- _EXTRAIT_
Quelle part des encours intègre des critères ESG ?

L’article 1er du décret modifie l’article D. 533-16-1 du code monétaire et financier, et demande aux activités de gestion de portefeuille pour compte de tiers de publier des informations en matière de durabilité. Elles devront procéder à une distinction par classes d’actifs (et en décrivant la façon dont cette distinction a été opérée), tout en précisant pour chaque information la part du pourcentage et le montant en euros des encours ou du bilan. Le périmètre des entités et produits financiers auxquels la prise en compte des critères ESG s’applique et, lorsqu’un échéancier est fixé, la date d’entrée en vigueur des engagements devront aussi être communiqués.

Le reporting sur les critères ESG intègrera :

  • Les informations relatives à la démarche générale de l’entité :

- Présentation résumée de la démarche générale sur la prise en compte de critères ESG

- Contenu, fréquence et moyens utilisés par l’entité pour informer ses parties prenantes sur les critères relatifs aux objectifs ESG pris en compte dans la politique et la stratégie d’investissement

- Liste des produits financiers mentionnés en vertu des articles 8 et 9 du règlement SFDR, et la part globale (en pourcentage) des encours sous gestion prenant en compte des critères ESG dans le montant total des encours gérés par l’entité

- Prise en compte des critères ESG dans le processus de prise de décision, ainsi que l’adhésion de l’entité ou de certains produits financiers à une charte, un code, une initiative ou l’obtention d’un label sur des critères ESG

  • Les informations relatives aux moyens internes déployés par l’entité :

- Description des ressources financières, humaines et techniques dédiées à la prise en compte des critères ESG dans la stratégie d’investissement en les rapportant aux encours totaux gérés ou détenus par l’entité

- Actions menées en vue d’un renforcement des capacités internes de l’entité

- Informations relatives à la démarche de prise en compte des critères ESG au niveau de la gouvernance de l’entité (dont la politique de rémunération)

- _LISTE_
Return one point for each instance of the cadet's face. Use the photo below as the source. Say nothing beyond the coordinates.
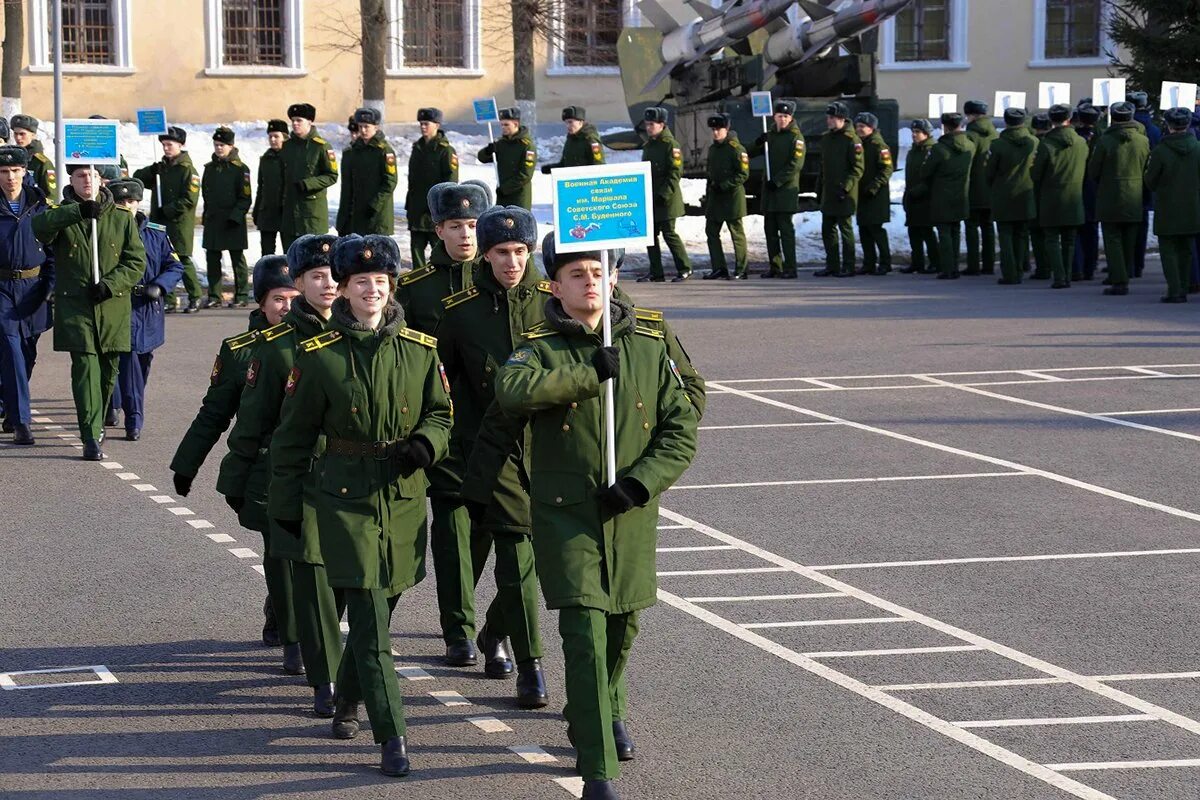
(460, 239)
(276, 304)
(509, 263)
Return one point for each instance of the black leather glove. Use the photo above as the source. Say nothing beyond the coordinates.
(183, 483)
(623, 495)
(606, 362)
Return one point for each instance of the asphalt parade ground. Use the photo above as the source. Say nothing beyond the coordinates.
(941, 541)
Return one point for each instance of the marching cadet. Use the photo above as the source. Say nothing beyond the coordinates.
(1013, 200)
(41, 168)
(515, 156)
(268, 212)
(433, 161)
(226, 188)
(370, 507)
(1117, 166)
(481, 326)
(148, 323)
(91, 319)
(369, 180)
(1059, 179)
(922, 235)
(27, 282)
(582, 146)
(781, 192)
(729, 167)
(310, 167)
(874, 196)
(175, 188)
(246, 468)
(1173, 174)
(594, 535)
(666, 168)
(841, 168)
(946, 186)
(979, 227)
(274, 293)
(455, 210)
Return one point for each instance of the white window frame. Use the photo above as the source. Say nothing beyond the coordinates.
(557, 58)
(40, 42)
(1039, 59)
(958, 60)
(472, 46)
(293, 42)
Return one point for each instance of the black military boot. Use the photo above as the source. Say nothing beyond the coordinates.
(531, 685)
(395, 757)
(497, 662)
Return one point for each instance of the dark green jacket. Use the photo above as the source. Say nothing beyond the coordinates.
(874, 191)
(361, 386)
(431, 162)
(1174, 176)
(79, 324)
(586, 557)
(982, 133)
(666, 169)
(1009, 175)
(729, 167)
(246, 469)
(268, 212)
(516, 158)
(310, 167)
(1059, 176)
(841, 168)
(1117, 164)
(221, 400)
(175, 210)
(781, 192)
(226, 191)
(369, 180)
(946, 179)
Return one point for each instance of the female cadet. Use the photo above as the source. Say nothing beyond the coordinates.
(377, 392)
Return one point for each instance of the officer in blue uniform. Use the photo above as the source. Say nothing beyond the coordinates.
(148, 322)
(27, 282)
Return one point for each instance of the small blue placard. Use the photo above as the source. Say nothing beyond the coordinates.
(151, 121)
(603, 206)
(91, 142)
(486, 110)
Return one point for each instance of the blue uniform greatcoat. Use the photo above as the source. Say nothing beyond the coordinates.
(24, 313)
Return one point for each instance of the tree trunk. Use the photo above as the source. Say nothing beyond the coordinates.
(13, 56)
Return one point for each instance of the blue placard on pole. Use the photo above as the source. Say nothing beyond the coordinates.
(151, 121)
(604, 206)
(486, 110)
(91, 142)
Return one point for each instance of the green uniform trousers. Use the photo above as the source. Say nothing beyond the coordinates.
(780, 241)
(1120, 245)
(1060, 251)
(318, 613)
(240, 275)
(948, 240)
(923, 240)
(514, 612)
(838, 235)
(1014, 248)
(981, 242)
(1176, 254)
(876, 248)
(717, 251)
(93, 378)
(367, 672)
(595, 649)
(665, 228)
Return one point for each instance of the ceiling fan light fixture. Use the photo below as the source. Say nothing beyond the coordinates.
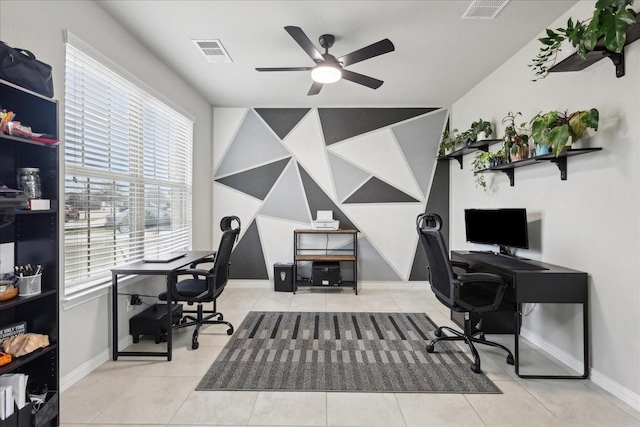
(326, 73)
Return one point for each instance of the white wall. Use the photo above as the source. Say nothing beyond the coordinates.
(37, 26)
(589, 222)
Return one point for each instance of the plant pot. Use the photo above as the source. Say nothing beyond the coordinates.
(542, 150)
(520, 153)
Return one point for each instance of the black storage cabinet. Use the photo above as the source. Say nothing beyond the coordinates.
(283, 277)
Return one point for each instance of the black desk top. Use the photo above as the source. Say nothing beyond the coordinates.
(539, 266)
(151, 268)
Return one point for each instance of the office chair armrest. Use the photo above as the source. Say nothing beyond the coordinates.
(460, 264)
(476, 279)
(209, 259)
(480, 277)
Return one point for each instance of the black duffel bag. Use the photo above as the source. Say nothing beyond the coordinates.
(19, 66)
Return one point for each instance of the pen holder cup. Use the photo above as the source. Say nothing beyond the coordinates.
(30, 285)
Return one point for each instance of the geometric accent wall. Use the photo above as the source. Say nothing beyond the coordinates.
(375, 168)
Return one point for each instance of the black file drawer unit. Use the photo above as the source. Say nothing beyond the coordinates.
(326, 258)
(283, 277)
(153, 321)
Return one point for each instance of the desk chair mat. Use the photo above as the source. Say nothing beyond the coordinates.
(359, 352)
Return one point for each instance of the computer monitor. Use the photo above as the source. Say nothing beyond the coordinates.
(504, 227)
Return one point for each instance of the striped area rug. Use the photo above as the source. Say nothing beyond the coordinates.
(364, 352)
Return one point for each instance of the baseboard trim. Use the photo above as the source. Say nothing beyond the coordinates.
(92, 364)
(367, 284)
(617, 390)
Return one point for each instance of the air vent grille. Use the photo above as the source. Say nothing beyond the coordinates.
(484, 9)
(212, 50)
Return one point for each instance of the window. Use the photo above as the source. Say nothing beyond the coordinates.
(128, 161)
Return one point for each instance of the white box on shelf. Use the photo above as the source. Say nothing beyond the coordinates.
(39, 204)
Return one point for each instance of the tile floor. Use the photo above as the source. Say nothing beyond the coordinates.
(155, 392)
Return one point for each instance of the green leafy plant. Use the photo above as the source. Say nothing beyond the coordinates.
(485, 160)
(479, 127)
(609, 22)
(516, 141)
(554, 128)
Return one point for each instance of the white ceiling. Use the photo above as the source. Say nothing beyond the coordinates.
(438, 56)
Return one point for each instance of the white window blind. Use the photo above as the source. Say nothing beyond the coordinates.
(128, 162)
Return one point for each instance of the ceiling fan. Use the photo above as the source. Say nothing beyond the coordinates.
(328, 69)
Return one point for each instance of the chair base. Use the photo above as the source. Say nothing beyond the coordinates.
(470, 339)
(200, 320)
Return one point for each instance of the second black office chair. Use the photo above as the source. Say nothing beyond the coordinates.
(469, 293)
(205, 286)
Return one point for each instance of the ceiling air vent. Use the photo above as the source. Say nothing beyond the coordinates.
(212, 50)
(484, 9)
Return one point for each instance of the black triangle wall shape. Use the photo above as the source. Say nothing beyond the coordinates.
(377, 191)
(282, 120)
(256, 182)
(247, 259)
(317, 200)
(343, 123)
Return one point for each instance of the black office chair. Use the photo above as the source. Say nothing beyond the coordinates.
(205, 285)
(469, 292)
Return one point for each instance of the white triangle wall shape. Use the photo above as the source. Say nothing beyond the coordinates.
(227, 201)
(277, 240)
(306, 144)
(387, 227)
(379, 154)
(223, 135)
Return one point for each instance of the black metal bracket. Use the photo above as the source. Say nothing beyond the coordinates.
(510, 174)
(459, 159)
(618, 61)
(561, 162)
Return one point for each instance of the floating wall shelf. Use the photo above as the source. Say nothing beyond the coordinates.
(482, 145)
(560, 161)
(576, 63)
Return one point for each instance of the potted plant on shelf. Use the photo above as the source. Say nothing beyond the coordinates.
(609, 22)
(516, 141)
(554, 129)
(485, 160)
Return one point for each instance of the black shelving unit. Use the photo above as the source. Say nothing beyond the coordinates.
(471, 147)
(576, 63)
(560, 161)
(303, 253)
(36, 241)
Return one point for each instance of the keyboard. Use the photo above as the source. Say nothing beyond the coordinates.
(503, 261)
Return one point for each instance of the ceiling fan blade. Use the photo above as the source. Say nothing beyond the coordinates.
(301, 38)
(361, 79)
(379, 48)
(285, 69)
(315, 88)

- _CONSIGNES_
Indiquez si chacun des énoncés suivants est conforme à l’extrait, en répondant par oui ou par non et en citant les mots de l’extrait qui tranchent.
1. Les informations en matière de durabilité doivent être distinguées par classes d’actifs.
2. Pour chaque information, seul un pourcentage des encours ou du bilan doit être indiqué.
3. La politique de rémunération fait partie des informations sur la gouvernance de l’entité.

- _CORRIGÉ_
1. Oui : « Elles devront procéder à une distinction par classes d’actifs ».
2. Non : « la part du pourcentage et le montant en euros des encours ou du bilan ».
3. Oui : « au niveau de la gouvernance de l’entité (dont la politique de rémunération) ».